(Exercise aim)
Everything from the line containing "negative clicks: (96, 124)" through the line containing "173L202 172L207 200ZM238" should be repeated exactly, and nothing else from the data.

(Entries provided)

-=-=-

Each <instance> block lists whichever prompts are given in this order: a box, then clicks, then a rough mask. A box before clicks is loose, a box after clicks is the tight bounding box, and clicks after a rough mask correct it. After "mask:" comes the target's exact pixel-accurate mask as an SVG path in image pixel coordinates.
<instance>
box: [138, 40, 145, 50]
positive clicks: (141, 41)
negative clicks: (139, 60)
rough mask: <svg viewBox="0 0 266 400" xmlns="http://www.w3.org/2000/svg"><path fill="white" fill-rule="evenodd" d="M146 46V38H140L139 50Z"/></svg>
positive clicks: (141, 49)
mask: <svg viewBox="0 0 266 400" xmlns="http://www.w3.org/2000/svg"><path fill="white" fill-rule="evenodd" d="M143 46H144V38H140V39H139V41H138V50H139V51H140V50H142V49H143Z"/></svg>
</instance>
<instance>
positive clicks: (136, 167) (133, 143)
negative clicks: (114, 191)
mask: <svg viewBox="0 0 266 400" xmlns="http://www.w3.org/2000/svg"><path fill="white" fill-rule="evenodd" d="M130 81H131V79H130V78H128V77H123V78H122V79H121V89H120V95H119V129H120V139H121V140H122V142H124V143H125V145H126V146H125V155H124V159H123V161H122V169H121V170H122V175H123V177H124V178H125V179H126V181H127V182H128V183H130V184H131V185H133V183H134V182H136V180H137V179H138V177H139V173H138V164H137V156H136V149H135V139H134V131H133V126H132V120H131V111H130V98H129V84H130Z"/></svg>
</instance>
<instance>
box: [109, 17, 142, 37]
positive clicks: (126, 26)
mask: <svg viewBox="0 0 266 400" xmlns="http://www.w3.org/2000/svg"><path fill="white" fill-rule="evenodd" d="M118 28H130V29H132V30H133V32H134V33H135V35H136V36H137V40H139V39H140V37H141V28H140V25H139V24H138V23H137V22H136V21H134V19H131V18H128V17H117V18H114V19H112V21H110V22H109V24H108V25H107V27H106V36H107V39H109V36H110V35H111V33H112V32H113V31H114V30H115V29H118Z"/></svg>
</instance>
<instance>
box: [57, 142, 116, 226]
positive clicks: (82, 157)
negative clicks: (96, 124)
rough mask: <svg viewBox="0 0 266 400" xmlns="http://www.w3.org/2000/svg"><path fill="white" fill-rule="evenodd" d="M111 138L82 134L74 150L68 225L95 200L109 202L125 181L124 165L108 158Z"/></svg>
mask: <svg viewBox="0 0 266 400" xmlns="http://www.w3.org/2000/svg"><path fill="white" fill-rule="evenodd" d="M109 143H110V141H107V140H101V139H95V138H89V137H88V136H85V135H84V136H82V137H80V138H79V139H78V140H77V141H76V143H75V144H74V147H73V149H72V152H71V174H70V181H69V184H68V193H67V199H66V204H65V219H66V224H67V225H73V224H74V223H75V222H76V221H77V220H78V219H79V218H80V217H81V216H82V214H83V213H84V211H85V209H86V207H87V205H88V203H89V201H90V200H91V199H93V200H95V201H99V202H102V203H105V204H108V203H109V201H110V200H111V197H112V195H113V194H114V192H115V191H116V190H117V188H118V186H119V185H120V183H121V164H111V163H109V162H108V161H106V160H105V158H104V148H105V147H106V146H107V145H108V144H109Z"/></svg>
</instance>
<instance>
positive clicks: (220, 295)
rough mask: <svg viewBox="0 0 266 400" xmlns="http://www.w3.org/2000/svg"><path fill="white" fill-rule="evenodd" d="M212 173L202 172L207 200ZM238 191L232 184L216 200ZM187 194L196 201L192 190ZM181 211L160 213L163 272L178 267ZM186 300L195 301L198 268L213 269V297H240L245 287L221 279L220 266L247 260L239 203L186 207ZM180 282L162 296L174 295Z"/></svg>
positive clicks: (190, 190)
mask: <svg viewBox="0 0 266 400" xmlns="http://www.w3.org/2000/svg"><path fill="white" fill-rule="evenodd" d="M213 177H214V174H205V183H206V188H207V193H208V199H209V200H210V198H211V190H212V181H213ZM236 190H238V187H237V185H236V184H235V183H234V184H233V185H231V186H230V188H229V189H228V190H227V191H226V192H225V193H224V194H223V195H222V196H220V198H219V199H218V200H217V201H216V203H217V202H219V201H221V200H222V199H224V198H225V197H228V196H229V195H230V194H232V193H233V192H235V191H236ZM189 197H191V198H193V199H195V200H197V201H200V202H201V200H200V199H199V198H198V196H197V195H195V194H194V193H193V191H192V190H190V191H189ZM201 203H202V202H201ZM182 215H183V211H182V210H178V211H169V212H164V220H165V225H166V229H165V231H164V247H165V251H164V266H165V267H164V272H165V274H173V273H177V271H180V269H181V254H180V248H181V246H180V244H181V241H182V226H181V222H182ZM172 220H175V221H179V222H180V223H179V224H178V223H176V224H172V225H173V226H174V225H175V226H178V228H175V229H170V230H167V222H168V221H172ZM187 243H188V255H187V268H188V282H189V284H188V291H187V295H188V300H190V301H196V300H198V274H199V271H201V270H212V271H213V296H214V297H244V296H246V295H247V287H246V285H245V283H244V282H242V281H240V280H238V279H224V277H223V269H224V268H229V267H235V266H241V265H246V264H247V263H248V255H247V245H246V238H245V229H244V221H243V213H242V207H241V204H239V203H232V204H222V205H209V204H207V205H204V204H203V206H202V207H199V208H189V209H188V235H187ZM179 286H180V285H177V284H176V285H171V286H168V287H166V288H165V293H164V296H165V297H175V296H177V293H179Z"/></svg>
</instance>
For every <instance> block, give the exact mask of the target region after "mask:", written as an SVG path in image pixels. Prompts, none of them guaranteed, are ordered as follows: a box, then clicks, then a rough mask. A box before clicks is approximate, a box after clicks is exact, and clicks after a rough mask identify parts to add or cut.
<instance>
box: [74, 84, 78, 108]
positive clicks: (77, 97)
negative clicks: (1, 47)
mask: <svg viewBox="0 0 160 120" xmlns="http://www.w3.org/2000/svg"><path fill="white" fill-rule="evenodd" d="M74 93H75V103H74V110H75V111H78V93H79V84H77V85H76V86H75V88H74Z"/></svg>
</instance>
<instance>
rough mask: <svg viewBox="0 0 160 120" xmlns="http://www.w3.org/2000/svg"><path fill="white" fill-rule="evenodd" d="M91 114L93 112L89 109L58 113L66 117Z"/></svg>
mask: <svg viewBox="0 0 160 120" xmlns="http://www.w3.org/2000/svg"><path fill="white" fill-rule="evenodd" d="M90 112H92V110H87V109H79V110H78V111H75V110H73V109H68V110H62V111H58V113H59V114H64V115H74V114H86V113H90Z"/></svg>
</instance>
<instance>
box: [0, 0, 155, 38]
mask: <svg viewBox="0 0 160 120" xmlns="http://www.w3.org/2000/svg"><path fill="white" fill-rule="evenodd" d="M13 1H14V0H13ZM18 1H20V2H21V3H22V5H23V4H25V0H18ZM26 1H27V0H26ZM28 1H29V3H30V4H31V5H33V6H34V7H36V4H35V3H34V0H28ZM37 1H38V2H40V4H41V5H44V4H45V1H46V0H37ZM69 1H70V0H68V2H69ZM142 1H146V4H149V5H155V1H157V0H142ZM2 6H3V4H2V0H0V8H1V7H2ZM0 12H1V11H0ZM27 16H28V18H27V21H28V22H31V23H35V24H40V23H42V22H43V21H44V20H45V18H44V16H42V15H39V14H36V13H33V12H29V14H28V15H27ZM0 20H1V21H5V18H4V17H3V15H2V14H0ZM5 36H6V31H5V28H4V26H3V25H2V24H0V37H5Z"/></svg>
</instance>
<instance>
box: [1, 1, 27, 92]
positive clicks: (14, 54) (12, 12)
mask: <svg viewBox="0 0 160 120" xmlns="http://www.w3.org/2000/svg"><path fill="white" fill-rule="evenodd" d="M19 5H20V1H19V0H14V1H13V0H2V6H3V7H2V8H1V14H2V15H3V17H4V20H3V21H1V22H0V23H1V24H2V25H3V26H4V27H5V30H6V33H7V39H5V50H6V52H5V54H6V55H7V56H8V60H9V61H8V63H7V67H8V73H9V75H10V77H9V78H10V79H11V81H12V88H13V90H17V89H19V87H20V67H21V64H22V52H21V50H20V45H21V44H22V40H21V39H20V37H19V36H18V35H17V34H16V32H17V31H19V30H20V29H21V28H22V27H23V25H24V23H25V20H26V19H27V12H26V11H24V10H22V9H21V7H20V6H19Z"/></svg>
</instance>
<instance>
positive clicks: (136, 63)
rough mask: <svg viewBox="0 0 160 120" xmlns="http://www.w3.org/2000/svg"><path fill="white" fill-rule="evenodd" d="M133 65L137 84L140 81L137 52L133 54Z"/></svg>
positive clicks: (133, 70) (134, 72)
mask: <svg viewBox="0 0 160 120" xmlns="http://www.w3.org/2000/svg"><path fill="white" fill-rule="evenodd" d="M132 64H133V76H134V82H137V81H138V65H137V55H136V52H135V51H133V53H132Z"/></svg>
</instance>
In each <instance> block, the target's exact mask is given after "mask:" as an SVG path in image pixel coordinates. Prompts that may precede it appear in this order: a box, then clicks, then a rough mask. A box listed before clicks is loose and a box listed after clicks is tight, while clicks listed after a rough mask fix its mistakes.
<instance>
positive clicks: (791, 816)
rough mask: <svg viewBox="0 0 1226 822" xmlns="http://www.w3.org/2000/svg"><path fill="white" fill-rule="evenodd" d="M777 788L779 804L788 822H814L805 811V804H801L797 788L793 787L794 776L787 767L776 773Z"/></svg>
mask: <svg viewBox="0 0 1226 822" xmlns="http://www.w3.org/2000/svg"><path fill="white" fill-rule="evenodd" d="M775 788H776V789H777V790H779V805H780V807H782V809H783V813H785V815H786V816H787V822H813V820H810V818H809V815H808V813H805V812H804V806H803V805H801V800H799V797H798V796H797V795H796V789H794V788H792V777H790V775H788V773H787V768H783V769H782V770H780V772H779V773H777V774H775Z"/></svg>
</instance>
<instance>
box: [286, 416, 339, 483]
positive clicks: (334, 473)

-=-=-

(Task answer)
negative clicks: (96, 124)
rough mask: <svg viewBox="0 0 266 400" xmlns="http://www.w3.org/2000/svg"><path fill="white" fill-rule="evenodd" d="M111 138L82 134L74 150L68 225L95 200L109 202L125 181L124 165L108 158Z"/></svg>
mask: <svg viewBox="0 0 266 400" xmlns="http://www.w3.org/2000/svg"><path fill="white" fill-rule="evenodd" d="M109 143H110V141H107V140H101V139H95V138H89V137H88V136H85V135H84V136H82V137H80V138H79V139H78V140H77V141H76V143H75V144H74V147H73V149H72V152H71V174H70V181H69V184H68V193H67V199H66V204H65V219H66V224H67V225H73V224H74V223H75V222H76V221H77V220H78V219H79V218H80V217H81V216H82V214H83V213H84V211H85V209H86V207H87V205H88V203H89V201H90V200H91V199H93V200H95V201H99V202H102V203H105V204H108V203H109V201H110V200H111V197H112V195H113V194H114V192H115V191H116V190H117V188H118V186H119V185H120V183H121V164H111V163H109V162H108V161H106V160H105V158H104V148H105V147H106V146H107V145H108V144H109Z"/></svg>
</instance>
<instance>
positive clicks: (220, 295)
rough mask: <svg viewBox="0 0 266 400" xmlns="http://www.w3.org/2000/svg"><path fill="white" fill-rule="evenodd" d="M212 173L202 172L207 200ZM238 191L232 184L216 200ZM187 194L196 201L192 190ZM181 211L160 213L163 272L178 267ZM186 300L195 301L198 268L213 269V297H240L245 287L221 279L220 266L247 260L239 203L186 207ZM180 282L162 296L174 295Z"/></svg>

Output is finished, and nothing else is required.